#### The task
All lines below between the line with "Where can the pink petal" and the line with "Where can the striped", including both, must be copied exactly, and the pictures must be omitted.

==================================================

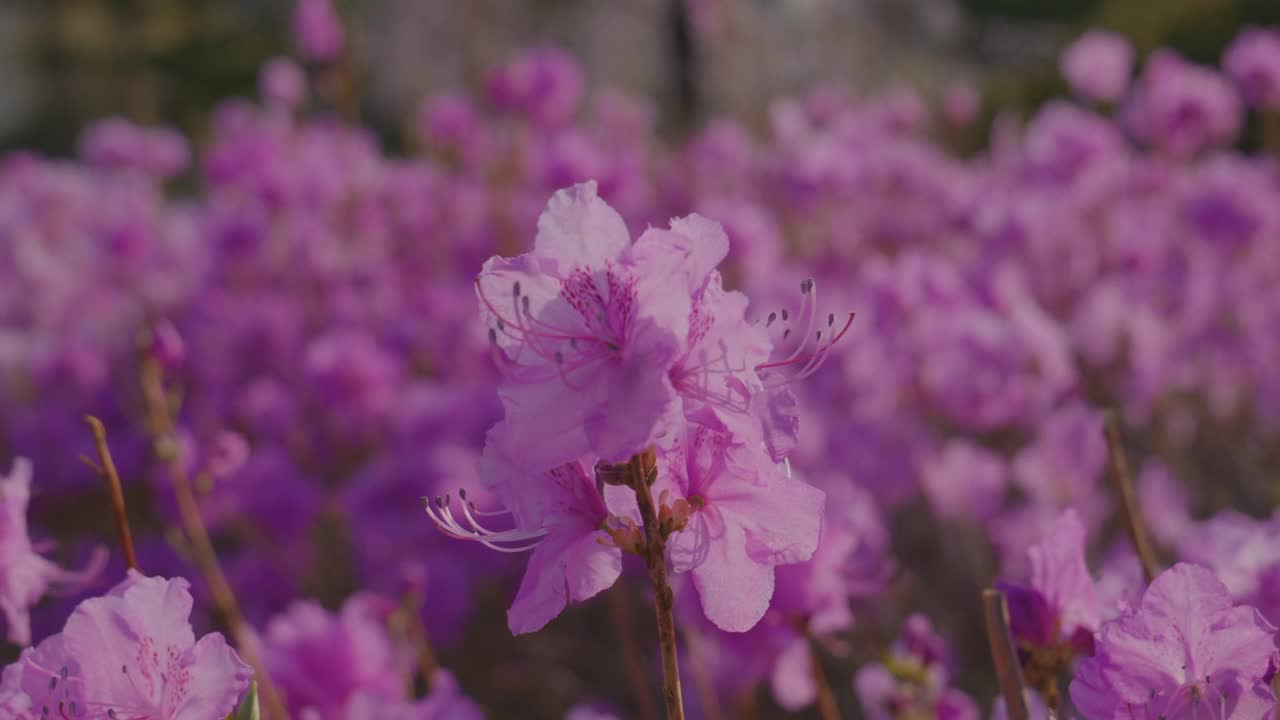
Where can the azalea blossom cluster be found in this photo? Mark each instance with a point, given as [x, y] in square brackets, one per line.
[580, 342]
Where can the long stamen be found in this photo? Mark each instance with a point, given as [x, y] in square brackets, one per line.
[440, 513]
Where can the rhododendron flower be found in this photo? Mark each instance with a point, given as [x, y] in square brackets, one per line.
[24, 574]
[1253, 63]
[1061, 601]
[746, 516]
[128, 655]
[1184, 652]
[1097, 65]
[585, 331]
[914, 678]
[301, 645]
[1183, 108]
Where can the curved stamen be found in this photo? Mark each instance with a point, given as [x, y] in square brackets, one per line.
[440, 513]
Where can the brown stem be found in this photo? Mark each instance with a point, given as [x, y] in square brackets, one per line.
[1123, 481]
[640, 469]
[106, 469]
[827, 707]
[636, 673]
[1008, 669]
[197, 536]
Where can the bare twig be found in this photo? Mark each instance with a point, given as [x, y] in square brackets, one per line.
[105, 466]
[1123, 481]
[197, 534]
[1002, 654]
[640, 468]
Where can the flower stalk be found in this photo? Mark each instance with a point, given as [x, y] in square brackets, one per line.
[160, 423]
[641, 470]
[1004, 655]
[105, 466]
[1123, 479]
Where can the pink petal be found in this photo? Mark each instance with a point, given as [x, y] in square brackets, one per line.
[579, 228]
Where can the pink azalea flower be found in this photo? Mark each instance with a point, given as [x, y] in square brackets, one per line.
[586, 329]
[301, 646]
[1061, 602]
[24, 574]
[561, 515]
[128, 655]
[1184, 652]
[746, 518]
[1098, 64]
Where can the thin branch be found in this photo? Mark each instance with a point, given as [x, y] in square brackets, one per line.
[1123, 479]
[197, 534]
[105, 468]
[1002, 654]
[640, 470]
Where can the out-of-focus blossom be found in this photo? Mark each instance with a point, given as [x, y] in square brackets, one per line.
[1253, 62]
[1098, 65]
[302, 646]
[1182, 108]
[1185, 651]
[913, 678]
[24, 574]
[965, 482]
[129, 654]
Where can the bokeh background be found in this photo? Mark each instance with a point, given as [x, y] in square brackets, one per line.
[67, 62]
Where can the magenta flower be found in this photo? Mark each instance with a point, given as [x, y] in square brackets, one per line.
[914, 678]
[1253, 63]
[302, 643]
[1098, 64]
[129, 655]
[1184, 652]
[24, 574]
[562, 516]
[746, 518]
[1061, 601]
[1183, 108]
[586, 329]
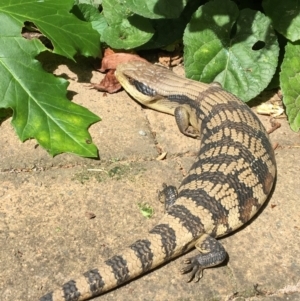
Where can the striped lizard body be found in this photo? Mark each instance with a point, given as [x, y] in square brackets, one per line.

==================================================

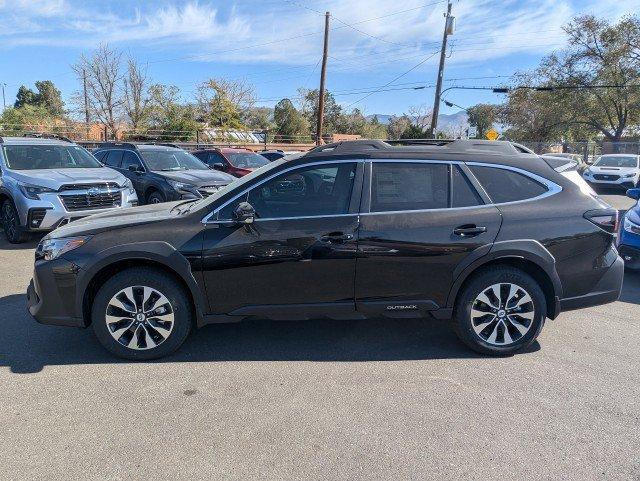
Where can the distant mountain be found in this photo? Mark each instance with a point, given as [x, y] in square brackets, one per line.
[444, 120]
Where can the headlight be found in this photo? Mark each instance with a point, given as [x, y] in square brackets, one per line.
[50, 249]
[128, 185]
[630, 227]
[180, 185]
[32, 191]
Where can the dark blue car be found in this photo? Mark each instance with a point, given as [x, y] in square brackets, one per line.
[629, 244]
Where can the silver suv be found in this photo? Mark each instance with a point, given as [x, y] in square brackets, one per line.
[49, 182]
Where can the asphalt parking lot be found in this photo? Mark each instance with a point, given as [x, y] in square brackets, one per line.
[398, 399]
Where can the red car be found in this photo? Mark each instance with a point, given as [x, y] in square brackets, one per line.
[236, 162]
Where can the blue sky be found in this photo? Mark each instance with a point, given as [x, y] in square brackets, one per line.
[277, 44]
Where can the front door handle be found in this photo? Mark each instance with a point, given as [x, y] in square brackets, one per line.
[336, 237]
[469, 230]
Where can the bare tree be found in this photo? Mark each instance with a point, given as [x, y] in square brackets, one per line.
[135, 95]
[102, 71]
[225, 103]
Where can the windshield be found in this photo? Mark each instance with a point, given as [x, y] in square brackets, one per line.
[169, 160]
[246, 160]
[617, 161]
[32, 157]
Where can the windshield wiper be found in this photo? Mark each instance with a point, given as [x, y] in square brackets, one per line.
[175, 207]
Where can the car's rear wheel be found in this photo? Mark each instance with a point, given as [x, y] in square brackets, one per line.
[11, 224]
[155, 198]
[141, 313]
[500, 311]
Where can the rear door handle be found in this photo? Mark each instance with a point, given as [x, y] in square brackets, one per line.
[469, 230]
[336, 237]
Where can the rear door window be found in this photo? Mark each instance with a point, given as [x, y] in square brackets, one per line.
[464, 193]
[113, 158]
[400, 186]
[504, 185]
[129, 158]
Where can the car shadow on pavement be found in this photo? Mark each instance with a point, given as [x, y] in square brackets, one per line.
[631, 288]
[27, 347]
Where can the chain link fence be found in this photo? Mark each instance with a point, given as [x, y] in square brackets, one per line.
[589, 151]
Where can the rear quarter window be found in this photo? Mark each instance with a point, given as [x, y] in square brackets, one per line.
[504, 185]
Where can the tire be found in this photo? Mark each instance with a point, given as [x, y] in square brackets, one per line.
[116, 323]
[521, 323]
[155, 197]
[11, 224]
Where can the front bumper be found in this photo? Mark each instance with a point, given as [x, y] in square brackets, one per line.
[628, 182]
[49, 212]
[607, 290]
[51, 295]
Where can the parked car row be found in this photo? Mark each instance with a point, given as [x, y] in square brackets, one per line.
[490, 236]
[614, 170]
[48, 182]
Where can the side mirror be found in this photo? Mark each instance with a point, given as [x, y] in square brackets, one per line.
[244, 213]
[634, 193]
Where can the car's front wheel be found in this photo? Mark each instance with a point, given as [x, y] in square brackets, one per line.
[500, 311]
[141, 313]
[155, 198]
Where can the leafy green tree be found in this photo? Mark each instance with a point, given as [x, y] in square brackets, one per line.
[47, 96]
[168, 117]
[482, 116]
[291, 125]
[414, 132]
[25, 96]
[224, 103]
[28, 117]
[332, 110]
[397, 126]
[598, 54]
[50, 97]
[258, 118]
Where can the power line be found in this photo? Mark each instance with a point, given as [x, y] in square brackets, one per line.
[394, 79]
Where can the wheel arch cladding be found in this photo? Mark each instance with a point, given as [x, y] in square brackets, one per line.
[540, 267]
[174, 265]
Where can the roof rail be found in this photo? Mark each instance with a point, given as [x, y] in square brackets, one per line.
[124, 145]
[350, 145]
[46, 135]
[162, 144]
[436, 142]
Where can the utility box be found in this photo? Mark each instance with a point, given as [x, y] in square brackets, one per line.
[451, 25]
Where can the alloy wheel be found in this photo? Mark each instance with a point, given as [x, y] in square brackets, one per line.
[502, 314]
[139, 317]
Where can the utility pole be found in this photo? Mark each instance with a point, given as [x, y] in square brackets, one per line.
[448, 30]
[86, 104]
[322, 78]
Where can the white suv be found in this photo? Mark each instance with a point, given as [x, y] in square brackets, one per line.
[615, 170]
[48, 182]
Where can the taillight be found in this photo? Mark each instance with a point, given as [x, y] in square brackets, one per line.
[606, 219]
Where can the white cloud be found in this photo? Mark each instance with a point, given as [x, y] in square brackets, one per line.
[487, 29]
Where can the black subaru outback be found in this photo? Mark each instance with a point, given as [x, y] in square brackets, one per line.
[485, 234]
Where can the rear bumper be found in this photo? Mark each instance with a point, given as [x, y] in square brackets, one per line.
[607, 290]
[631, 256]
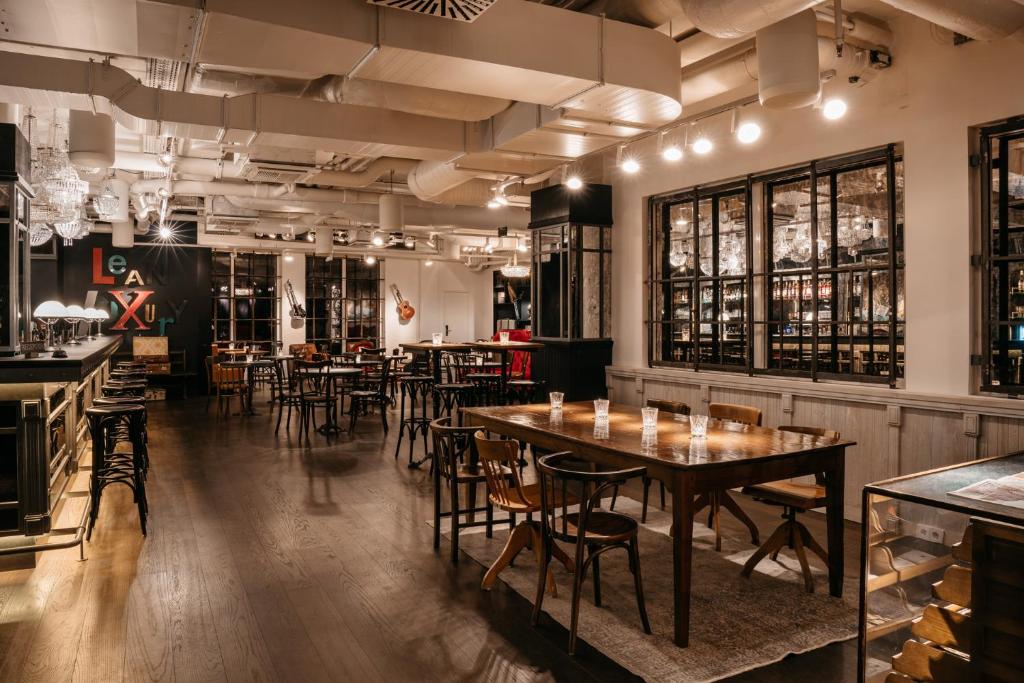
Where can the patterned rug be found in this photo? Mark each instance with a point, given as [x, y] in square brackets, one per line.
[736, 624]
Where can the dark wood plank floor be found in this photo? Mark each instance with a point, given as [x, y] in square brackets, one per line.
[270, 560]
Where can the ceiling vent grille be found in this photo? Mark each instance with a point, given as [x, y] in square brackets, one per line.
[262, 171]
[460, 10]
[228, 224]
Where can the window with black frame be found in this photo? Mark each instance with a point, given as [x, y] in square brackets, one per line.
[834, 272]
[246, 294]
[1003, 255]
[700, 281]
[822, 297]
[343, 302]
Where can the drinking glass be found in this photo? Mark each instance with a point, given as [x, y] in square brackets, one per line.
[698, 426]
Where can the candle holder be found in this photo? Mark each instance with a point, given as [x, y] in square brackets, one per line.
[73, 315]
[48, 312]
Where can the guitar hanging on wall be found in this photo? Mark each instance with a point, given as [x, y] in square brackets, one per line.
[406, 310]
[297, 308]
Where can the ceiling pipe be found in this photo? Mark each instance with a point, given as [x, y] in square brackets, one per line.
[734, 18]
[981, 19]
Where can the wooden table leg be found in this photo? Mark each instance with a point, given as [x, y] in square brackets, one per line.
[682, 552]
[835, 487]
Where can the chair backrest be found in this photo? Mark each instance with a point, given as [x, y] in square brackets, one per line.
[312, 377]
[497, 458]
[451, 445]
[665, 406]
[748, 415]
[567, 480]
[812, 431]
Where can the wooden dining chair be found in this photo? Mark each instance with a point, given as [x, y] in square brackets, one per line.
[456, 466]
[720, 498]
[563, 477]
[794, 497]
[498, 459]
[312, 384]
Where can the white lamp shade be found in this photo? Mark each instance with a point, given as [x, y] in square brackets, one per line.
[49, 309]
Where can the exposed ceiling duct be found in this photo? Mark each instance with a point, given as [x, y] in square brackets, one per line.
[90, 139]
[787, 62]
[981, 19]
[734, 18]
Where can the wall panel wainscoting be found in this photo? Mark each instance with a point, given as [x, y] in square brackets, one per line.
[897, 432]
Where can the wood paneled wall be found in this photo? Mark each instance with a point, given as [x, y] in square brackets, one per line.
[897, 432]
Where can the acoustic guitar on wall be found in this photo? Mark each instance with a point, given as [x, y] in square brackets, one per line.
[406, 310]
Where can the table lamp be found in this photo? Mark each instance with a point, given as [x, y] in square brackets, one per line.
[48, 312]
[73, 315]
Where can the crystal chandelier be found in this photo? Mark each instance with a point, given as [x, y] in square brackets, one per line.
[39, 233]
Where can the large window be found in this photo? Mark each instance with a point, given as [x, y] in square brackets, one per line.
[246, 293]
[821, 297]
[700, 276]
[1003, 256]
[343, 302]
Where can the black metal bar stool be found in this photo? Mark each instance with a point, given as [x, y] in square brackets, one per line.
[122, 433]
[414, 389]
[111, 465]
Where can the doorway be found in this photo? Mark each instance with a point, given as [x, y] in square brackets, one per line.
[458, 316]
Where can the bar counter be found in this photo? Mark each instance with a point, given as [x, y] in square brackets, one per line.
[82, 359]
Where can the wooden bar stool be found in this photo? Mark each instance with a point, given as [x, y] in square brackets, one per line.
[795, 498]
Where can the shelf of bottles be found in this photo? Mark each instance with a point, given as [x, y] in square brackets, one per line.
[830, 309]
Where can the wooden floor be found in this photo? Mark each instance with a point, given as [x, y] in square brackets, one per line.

==================================================

#### Task answer
Where can the pink petal be found in this photo? Mark each instance with a point, given as [x, y] in square brackets, one per line.
[579, 228]
Where can the pink azalea flower be found in this photo? Mark each instance with a point, given as [x, y] in square brackets, one per line.
[586, 329]
[301, 646]
[1061, 602]
[24, 574]
[561, 515]
[128, 655]
[1184, 652]
[746, 518]
[1098, 64]
Where can the thin branch be found in this photo? Mark each instance with a point, given as [x, y] in square brackets, one per line.
[1123, 479]
[197, 534]
[105, 468]
[1002, 654]
[640, 470]
Where can the out-of-focus blossom be found in this photo? Mark each instance with a point, given as [x, y] in square brackets, one per line.
[1253, 62]
[1098, 65]
[302, 646]
[1182, 108]
[1185, 651]
[913, 678]
[24, 574]
[965, 482]
[129, 654]
Where can the bokeh background be found in this photo? Mark each instance with a point, given as [x, y] in square brackets, one per line.
[67, 62]
Where can the magenta flower be found in this photo? Mark each instance with a point, given as [x, y] in square brackets, one per line.
[914, 678]
[1253, 63]
[302, 643]
[1098, 64]
[129, 655]
[1184, 652]
[24, 574]
[562, 516]
[746, 518]
[1061, 601]
[1183, 108]
[586, 329]
Where can the striped lizard body be found in this photo? Mark each instance with a point, given as [x, y] in square brackets, one per line.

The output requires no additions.